■ Given exercise A
In the passage on Nadkarni and the explorer Barbies, translate this sentence into Spanish: "The professor researches how those plants live, how they get their nutrients, and what role they play in the forest's life cycle."
■ Given exercise B
Decide whether each statement agrees with the passage on Nadkarni and the explorer Barbies. Answer yes or no for each, and quote the words from the passage that settle it.
(i) Nadkarni advised Mattel on a line of National Geographic explorer Barbies.
(ii) Nadkarni describes canopy plants and animals as sturdy and untouched by climate change.
(iii) Nadkarni came up with a way to help kids love trees about 15 years ago.
■ Given exercise C
Pick up the passage on Nadkarni and the explorer Barbies where it stops, and continue writing it.

■ Reading passage
------------

And as part of her most recent adventure, Nadkarni helped advise Mattel on the creation of a line of National Geographic explorer Barbies in an effort to inspire children’s interest in trees, conservation and careers in science.
While donning climbing gear and exploring the forest canopy, Nadkarni says, “we see animals like howler monkeys and sloths and anteaters, and these amazing plants, which are what really interest me — these ferns and orchids and bromeliads that basically, in this cloud forest, this tropical cloud forest, just cover every square inch of branches and trunks.”
The professor researches how those plants live, how they get their nutrients, and what role they play in the forest’s life cycle.
Nadkarni has learned that though canopy plants and animals look strong, they’re “fragile” and affected by disturbances like climate change and invasive plants. “And so one of the things that I really feel is important is to try to communicate to other people — not just other scientists, but also to the general public — how vital and important and beautiful, and really amazing, these canopy-dwelling plants and animals really are.”
Throughout her career, she’s sought to connect with people of all ages and interests to help them care more about the environment. She works with prisons, faith communities and others, sharing her passion for trees. About 15 years ago, Nadkarni brainstormed a way to help kids love trees, too.
Though climbing trees was her thing as a child, she said, “not every little girl has that, especially girls who live in cities, or who live in places where trees don’t grow, or they’re not accessible to them.”
“So then I began thinking, ‘OK, so what do girls love already? And how can I hitchhike my love of trees and my concern for them onto something that girls already care for?’”
Barbie seemed like the perfect answer.

------------

■ Recorded information
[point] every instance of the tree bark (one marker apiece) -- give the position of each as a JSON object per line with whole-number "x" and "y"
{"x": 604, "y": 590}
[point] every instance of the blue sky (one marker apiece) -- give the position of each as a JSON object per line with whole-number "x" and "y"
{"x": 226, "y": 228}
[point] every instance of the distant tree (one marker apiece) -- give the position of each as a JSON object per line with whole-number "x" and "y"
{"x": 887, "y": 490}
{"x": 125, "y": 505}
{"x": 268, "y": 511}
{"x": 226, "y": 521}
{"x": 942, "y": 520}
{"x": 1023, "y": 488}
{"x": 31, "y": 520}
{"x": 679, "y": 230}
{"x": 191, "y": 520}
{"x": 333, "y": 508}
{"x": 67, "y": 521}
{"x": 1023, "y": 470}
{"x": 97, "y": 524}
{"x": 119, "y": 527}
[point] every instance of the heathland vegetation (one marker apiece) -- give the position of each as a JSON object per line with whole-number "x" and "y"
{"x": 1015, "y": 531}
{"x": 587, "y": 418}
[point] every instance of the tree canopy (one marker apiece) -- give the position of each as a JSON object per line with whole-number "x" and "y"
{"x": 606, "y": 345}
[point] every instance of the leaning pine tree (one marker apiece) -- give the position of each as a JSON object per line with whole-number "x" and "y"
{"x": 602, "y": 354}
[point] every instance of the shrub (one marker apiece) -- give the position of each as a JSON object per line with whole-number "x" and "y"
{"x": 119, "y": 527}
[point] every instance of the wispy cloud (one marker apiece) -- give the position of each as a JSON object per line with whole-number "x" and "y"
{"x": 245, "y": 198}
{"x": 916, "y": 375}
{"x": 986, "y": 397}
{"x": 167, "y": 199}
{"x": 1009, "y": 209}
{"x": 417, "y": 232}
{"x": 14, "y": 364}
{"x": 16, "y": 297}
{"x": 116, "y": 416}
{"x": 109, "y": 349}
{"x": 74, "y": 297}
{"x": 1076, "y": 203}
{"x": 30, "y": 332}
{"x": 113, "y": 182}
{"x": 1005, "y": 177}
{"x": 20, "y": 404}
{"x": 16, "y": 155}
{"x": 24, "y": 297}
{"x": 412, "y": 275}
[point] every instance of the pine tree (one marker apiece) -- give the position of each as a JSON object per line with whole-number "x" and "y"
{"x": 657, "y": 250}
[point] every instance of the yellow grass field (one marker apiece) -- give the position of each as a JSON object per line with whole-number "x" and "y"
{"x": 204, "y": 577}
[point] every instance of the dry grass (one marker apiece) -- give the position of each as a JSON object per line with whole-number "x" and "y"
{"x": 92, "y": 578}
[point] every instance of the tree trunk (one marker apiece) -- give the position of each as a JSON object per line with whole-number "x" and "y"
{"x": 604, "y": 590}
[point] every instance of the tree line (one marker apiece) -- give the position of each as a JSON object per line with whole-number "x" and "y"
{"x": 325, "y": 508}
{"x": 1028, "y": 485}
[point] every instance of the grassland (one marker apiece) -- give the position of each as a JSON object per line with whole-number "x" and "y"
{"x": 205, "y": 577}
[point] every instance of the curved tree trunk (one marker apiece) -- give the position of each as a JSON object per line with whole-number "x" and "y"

------------

■ Reply A
La profesora investiga cómo viven esas plantas, cómo obtienen sus nutrientes y qué papel desempeñan en el ciclo de vida del bosque.

■ Reply B
(i) Yes: "Nadkarni helped advise Mattel on the creation of a line of National Geographic explorer Barbies"
(ii) No: "they’re “fragile” and affected by disturbances like climate change and invasive plants"
(iii) Yes: "About 15 years ago, Nadkarni brainstormed a way to help kids love trees, too."

■ Reply C
“Then maybe those little girls who love and aspire to be Barbie, would also say, ‘Oh, maybe I can also aspire to be a scientist or an adventurer, or to make new discoveries, or to take risks.’ And even if she doesn’t want to herself become a scientist, because not everybody needs to be a scientist, maybe she’ll just appreciate science more, or trees more, or forests more,” Nadkarni explained.
She began dressing used dolls with clothes and accessories of scientists, creating what she called “Treetop Barbie.” After pitching the idea to Mattel, which told her the dolls wouldn’t sell, she began selling them herself for cost.
That is, until a couple years ago, when National Geographic — which she’s had a long relationship with working as a speaker and involved in television programs — contacted her to help advise Mattel as it created a line of scientist Barbies.
The process included helping the company understand what the clothes and accessories should look like, and ensuring accuracy in wording on the Barbies’ packaging.
In order to maintain objectivity, Nadkarni wasn’t paid for her work. Instead, she received a one-of-a-kind doll made in her image while working in the field — complete with a rope, a little helmet, binoculars, and a “write in the rain notebook,” which scientists use in the field because they can still take down notes in the books after they get wet.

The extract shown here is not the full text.